## YOUR OBJECTIVE
Write out every entry exactly as it stands.

## RECORDED DATA
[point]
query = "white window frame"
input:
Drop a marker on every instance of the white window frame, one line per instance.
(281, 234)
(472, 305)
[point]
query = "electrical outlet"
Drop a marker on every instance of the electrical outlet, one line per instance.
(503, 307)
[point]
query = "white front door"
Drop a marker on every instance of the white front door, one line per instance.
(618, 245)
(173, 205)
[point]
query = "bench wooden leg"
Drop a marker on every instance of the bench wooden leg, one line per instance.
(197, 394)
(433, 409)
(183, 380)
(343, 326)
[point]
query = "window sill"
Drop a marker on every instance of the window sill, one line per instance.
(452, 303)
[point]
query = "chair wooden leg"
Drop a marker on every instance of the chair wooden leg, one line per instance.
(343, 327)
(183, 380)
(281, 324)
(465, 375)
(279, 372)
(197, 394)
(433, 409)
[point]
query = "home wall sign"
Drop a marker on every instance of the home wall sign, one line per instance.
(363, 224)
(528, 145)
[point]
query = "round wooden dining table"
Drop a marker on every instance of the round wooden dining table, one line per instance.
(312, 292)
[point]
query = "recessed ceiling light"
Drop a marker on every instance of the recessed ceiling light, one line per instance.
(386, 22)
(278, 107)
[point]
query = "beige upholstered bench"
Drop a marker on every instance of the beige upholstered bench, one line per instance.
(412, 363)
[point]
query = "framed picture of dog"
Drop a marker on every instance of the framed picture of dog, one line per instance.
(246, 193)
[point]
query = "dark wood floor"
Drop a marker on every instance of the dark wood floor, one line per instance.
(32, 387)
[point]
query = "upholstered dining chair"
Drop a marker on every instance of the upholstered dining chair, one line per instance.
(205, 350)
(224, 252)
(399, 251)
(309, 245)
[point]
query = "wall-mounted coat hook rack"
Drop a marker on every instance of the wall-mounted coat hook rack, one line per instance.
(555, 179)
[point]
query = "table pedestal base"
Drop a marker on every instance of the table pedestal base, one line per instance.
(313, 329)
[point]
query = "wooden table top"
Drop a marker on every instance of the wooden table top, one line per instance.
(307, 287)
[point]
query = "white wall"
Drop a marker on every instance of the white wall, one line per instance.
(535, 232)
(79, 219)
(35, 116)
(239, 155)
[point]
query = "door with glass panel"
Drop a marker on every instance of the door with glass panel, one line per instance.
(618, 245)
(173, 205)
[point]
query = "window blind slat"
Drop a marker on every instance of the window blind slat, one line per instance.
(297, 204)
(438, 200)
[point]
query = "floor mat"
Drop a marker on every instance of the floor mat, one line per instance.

## OUTPUT
[point]
query = "white window frame"
input:
Drop a marker on every instance of the white window frame, one line per instance.
(281, 234)
(472, 305)
[point]
query = "electrical outlet"
Drop a marker on every instance of the electrical outlet, one line per instance.
(503, 307)
[point]
query = "white front door"
Drop a marker on every instance of the white front door, one line per instance.
(618, 245)
(173, 205)
[point]
query = "bench wooden leg"
Drop a marker on every instance of the bench wooden leg, one line per instance.
(197, 394)
(433, 409)
(183, 380)
(343, 326)
[point]
query = "window sill"
Drop a marker on every instance of the window sill, one line per instance.
(452, 303)
[point]
query = "chair wooden leg"
Drop a marker on every instance of the chair wooden leg, one line per instance.
(343, 327)
(183, 380)
(281, 324)
(465, 375)
(279, 372)
(197, 394)
(433, 409)
[point]
query = "home wall sign"
Drop a marker on every instance of the home wall sign, one line per instance.
(363, 224)
(528, 145)
[point]
query = "round wooden dining table"
Drop a marker on every instance of the round wooden dining table, one line per instance.
(312, 292)
[point]
query = "recessed ceiling light"
Drop a marker on every instance of the recessed ceiling light, one line per instance.
(386, 22)
(278, 107)
[point]
query = "beige upholstered bench"
Drop a marker on every instance of the beige upholstered bench, one line per instance.
(412, 363)
[point]
query = "framed picture of dog"
Drop a marker on every instance of the framed picture of dog, one line per instance.
(246, 193)
[point]
query = "dark wood floor"
Drop a marker on every instance of the dark wood floor, one line per instance.
(32, 387)
[point]
query = "upholstered dining chair"
Drop a marker on every instance of the upholstered dining chair, one line per instance.
(205, 350)
(224, 252)
(399, 251)
(309, 245)
[point]
query = "wall-mounted coat hook rack"
Drop a marker on every instance of the wall-mounted coat hook rack, one line per instance.
(555, 179)
[point]
query = "table pedestal base"
Drop a marker on every instance of the table pedestal base, one line per instance.
(313, 329)
[point]
query = "wooden table top"
Drop a marker on every instance of the wooden table top, one line per instance.
(307, 287)
[point]
query = "white wall"
Drop a marker on every instance of the white wall, one line per instance.
(535, 232)
(79, 219)
(35, 116)
(239, 155)
[point]
query = "door with glass panel"
Drop a marker on every instance of the door with glass panel, one line per instance.
(618, 245)
(173, 205)
[point]
query = "window blind slat"
Drop a marker on every instance of the window blind slat, one line per instance.
(297, 204)
(438, 200)
[point]
query = "floor mat"
Drop a marker on every instance of the floor mat, one line per instance.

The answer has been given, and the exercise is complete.